ASSIGNMENT: Drop the pictures and repeat the remaining data exactly.

-- Opening Marker --

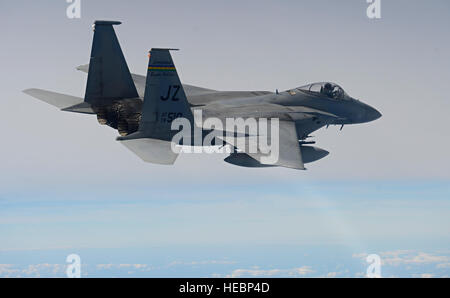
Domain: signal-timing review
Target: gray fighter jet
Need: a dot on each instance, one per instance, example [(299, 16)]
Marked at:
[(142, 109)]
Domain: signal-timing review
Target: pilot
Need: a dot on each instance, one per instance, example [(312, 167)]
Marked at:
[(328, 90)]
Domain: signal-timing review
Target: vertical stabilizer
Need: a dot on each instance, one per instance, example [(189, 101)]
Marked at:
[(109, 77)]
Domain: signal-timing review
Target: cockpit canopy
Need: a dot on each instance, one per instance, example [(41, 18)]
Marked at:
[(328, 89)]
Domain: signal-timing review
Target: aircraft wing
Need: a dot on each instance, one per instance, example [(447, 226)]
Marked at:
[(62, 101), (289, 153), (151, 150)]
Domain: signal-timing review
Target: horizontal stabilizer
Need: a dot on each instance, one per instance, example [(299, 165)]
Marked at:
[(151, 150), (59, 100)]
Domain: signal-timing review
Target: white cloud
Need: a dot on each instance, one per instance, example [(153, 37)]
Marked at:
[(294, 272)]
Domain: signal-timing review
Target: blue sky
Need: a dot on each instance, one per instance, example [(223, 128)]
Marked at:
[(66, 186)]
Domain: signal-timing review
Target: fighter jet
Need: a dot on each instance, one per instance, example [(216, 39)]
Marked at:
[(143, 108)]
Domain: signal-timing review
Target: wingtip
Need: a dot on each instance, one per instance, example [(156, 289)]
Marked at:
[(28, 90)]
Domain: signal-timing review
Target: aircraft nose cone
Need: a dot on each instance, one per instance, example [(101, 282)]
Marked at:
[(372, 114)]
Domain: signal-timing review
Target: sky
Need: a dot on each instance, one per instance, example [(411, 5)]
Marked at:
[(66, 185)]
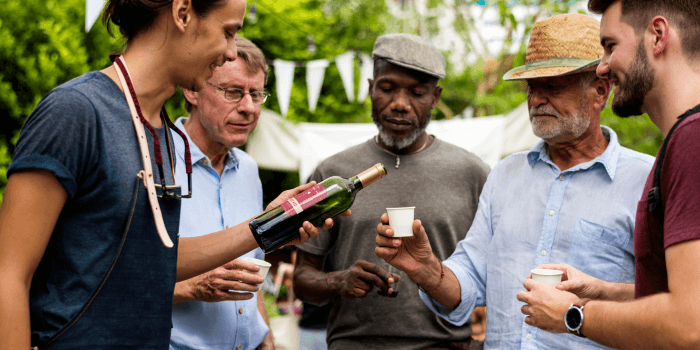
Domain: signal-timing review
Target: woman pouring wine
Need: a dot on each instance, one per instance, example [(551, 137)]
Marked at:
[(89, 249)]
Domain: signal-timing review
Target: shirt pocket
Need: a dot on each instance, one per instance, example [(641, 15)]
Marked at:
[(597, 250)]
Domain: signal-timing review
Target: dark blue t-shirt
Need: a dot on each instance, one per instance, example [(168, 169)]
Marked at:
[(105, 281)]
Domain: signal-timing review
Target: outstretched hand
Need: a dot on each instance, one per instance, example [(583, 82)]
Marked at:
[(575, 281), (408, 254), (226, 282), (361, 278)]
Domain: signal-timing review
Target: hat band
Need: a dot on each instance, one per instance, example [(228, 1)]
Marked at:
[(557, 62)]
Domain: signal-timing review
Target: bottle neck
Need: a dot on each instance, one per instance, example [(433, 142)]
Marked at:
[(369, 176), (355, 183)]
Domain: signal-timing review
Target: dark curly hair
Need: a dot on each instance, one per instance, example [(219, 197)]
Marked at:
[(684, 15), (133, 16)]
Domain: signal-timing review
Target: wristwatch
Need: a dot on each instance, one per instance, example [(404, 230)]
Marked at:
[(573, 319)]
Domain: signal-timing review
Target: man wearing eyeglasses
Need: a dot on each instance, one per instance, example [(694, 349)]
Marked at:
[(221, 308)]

-- Closing Marker --

RESULT OF THIS TASK:
Domain: signal-timing review
Target: gray fighter jet
Need: a dot on each instance, one per instance, example [(299, 16)]
Marked at:
[(142, 109)]
Domain: signal-timing review
Target: pilot
Need: a dot on each instance, one per instance, example [(312, 167)]
Marked at:
[(328, 90)]
Domain: signal-timing review
Target: vertical stabilizer
Need: a dot on each instance, one per instance, example [(189, 101)]
Marked at:
[(109, 77)]
Domain: signal-timing review
Target: cockpit canopy
Need: a dot on each instance, one per instance, example [(41, 18)]
Marked at:
[(328, 89)]
Domain: signal-timing review
Target: aircraft wing
Need: a dot on each instance, one per instance, example [(447, 226)]
Marked at:
[(62, 101), (289, 153), (151, 150)]
Domain: signal-timing review
Target: horizontal stabilizer
Need: a dot on each instance, one per instance, example [(299, 165)]
Marked at:
[(151, 150), (59, 100)]
Domain: signal-timing review
Target: white cloud
Need: a dot on each instance, one per instance, example [(153, 37)]
Marked at:
[(294, 272)]
Domain: signal-timing review
Target: blue sky
Need: a dot on each instance, one per instance, example [(223, 128)]
Marked at:
[(66, 186)]
Domain: signal-timing review
Target: fighter jet
Need: a dot on each instance, one per instance, example [(216, 39)]
Marked at:
[(143, 108)]
Domain: signal-timing review
Target: wingtip
Need: a dot on each instance, one per instance, example [(156, 289)]
Marked at:
[(28, 90)]
Domain: signal-timing review
Target: aircraft nose cone
Need: a dot on each instance, one per instance, example [(101, 282)]
Marked at:
[(372, 114)]
Domain: signal-timing review
Target: sky
Need: a dot on each instance, one per instance, example [(411, 5)]
Marked at:
[(66, 185)]
Domain: signal-timing review
Target: woman pouring wine
Need: a dot on each instance, one per instance, example [(551, 137)]
Marked at:
[(89, 249)]
Domain: signal-timing review
Target: shirt pocket
Need: a dot on each instance, one per instance, example [(641, 15)]
Marked at:
[(597, 250)]
Domain: signal-timing review
Target: dark blue t-shirt
Need: a dot on each instance, one per instance, example [(168, 169)]
Marked at:
[(105, 281)]
Domain: signal-timing review
Target: outstretched hand
Need: a dot on each instance, one per instance, example [(583, 82)]
Marked at:
[(575, 281), (408, 254), (226, 282), (361, 278)]
Domain: signal-timing review
Target: hat band
Need: a dot on each instance, one per instance, example [(228, 1)]
Marked at:
[(557, 62)]
Domain: signal-timing review
Target: bottle neck
Need: a dot on each instance, one per instance, example [(433, 142)]
Marked at:
[(369, 176), (355, 183)]
Domain: signal-timing review
Target: dark curly hair
Need: a dot on each instance, one per instance, example [(219, 197)]
Marked at:
[(684, 15), (133, 16)]
Domain: signal-timing review
Target: wristwatch
Need: a dot on each instance, one per instance, example [(404, 230)]
Marked at:
[(573, 319)]
Domain: signal-timing review
Target: man wearing eyeglasses
Need: a dot on each instance, one per instance, example [(694, 349)]
Marked at:
[(221, 308)]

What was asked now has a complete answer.